> **Aim of the task**:
Please switch "Report" to "Result" in the entries running from the start through the line containing "point(120, 21)", and give back only that stretch with everything else unchanged.

> **Items from a dataset**:
START

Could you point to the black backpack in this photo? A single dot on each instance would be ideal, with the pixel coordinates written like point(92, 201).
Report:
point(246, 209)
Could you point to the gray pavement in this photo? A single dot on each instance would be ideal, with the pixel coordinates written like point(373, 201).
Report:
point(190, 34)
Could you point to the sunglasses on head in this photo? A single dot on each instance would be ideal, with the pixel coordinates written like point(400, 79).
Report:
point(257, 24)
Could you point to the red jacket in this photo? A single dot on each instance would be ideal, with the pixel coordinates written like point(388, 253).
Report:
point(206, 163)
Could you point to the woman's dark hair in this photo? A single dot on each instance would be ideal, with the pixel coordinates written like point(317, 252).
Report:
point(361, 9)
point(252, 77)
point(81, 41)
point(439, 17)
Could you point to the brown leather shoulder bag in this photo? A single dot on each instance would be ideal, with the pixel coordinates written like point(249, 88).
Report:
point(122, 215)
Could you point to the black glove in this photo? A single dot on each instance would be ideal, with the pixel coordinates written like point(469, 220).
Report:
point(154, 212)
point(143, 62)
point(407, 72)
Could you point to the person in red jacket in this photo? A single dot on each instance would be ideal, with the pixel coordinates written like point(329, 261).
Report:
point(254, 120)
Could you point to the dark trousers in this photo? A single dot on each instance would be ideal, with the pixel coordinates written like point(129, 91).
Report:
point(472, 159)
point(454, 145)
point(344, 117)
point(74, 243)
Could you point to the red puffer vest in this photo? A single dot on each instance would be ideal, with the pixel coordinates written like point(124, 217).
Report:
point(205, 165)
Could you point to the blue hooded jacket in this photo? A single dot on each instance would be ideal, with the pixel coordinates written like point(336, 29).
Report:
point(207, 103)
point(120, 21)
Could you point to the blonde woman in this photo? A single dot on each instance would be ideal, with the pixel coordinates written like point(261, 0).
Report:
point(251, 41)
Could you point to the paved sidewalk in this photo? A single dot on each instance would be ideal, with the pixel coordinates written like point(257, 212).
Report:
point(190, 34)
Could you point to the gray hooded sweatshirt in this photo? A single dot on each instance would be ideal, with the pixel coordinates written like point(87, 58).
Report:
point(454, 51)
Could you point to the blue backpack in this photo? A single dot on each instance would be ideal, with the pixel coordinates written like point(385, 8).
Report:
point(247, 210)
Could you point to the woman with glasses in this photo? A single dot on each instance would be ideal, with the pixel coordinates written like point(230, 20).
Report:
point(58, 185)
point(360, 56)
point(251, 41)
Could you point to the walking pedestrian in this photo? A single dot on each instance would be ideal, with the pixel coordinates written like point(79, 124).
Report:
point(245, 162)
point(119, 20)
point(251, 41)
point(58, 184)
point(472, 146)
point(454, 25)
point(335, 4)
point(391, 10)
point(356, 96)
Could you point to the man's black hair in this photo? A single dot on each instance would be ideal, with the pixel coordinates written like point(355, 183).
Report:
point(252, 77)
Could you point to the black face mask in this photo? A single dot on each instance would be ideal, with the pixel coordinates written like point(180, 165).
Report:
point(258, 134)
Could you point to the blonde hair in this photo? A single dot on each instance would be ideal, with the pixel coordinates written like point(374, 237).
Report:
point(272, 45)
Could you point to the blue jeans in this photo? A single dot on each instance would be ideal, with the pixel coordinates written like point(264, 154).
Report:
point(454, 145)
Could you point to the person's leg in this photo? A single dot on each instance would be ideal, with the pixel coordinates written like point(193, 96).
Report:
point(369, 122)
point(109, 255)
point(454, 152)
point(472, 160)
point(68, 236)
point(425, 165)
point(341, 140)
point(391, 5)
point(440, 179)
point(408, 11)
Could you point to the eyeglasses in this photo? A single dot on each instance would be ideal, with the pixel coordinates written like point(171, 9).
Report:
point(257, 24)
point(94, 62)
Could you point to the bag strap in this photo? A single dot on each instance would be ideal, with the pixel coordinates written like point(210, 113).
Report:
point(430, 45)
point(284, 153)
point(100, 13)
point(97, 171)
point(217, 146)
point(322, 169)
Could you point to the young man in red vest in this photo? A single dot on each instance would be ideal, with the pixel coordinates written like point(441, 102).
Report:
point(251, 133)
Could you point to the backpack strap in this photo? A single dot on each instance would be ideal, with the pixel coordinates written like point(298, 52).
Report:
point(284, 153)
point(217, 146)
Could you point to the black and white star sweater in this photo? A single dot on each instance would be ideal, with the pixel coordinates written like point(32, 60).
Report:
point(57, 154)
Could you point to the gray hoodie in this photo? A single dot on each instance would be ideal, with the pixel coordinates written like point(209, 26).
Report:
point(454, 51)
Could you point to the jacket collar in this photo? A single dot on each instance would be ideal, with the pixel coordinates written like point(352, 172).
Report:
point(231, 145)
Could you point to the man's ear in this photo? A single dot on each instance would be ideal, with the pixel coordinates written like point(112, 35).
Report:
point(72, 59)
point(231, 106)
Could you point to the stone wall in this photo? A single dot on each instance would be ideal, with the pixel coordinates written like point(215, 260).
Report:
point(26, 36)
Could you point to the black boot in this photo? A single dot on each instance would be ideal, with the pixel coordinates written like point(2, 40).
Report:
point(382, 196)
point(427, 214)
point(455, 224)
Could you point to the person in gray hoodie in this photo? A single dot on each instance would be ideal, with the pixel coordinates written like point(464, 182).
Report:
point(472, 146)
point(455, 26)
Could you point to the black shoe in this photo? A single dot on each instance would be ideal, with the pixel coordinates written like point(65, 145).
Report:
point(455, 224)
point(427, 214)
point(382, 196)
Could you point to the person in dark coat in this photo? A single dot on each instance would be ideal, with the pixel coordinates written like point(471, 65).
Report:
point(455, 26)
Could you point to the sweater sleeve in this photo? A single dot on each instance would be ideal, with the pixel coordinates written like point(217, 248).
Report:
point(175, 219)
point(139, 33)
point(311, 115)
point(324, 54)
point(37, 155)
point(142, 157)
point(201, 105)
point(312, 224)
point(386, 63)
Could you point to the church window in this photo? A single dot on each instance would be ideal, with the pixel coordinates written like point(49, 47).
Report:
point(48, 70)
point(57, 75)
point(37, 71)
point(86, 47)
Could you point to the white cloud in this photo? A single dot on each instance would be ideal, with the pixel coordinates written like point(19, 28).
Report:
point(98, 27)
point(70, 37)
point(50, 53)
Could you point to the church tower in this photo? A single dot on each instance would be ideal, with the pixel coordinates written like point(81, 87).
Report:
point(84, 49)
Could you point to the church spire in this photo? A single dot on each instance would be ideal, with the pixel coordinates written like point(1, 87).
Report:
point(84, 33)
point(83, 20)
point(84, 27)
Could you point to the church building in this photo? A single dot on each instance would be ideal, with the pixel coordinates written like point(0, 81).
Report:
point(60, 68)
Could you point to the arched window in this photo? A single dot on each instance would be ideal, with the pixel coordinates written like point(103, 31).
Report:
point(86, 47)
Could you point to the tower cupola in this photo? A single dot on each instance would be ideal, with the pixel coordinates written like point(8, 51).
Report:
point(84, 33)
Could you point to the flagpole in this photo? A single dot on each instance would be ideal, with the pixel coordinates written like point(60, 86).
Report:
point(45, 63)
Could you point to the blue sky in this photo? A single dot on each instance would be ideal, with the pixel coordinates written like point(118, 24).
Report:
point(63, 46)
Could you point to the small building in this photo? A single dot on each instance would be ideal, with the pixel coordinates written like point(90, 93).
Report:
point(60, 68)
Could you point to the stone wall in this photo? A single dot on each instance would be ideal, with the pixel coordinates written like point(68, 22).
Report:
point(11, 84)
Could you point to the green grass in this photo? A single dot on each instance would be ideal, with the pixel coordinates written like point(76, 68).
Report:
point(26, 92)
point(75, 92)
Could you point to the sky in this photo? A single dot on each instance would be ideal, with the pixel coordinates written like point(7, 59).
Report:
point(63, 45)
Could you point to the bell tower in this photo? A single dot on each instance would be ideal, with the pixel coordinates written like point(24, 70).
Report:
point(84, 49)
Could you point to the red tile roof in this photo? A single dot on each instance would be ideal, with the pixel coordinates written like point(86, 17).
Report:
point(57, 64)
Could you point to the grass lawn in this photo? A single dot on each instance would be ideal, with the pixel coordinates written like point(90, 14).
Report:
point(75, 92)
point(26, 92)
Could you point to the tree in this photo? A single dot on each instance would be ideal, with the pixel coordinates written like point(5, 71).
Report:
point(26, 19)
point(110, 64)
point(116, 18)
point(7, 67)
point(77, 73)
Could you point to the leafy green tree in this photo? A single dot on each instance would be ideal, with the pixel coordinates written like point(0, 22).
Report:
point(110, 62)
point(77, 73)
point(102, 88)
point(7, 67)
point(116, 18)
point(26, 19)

END

> **Exercise response**:
Could you point to the black backpack in this photo? A single dot on each instance would be ideal, with the pixel coordinates written like point(92, 201).
Result:
point(246, 209)
Could you point to the gray pavement in this photo? A single dot on each instance would be ideal, with the pixel coordinates written like point(373, 201).
Result:
point(190, 34)
Could you point to the sunglasses on head in this photo? A single dot on each instance would be ideal, with the pixel coordinates written like point(400, 79).
Result:
point(257, 24)
Could you point to the red jacket in this photo? A single dot on each instance would be ideal, with the pixel coordinates written like point(388, 253).
Result:
point(206, 163)
Could you point to the woman's dark hair in this photo? A single dot on each instance would be ideal, with the pixel coordinates written like point(317, 252).
Result:
point(361, 9)
point(252, 77)
point(81, 41)
point(439, 17)
Could you point to the brown leather shoulder bag in this photo? A single dot on each instance would be ideal, with the pixel coordinates written like point(249, 88).
Result:
point(122, 215)
Could you point to the black glove in this photo? A single dot on each instance would be ideal, with the pixel coordinates written like point(469, 220).
Result:
point(154, 212)
point(143, 62)
point(407, 72)
Could you point to the person in red jacket in this photo? A single dot on each instance would be ideal, with the pixel coordinates written like point(329, 261).
Result:
point(254, 120)
Could you point to the dark trousers in this photo? A single dot on each instance would be ideal, with the pixel coordinates written like point(129, 91).
Result:
point(472, 159)
point(454, 145)
point(344, 117)
point(74, 243)
Could you point to the red puffer vest in this photo? A single dot on each instance would be ideal, with the pixel coordinates written like point(124, 217).
Result:
point(205, 165)
Could you point to the blue hooded jacket in this photo? A single dot on each instance would be ideal, with the pixel coordinates written like point(336, 29).
Result:
point(207, 103)
point(120, 21)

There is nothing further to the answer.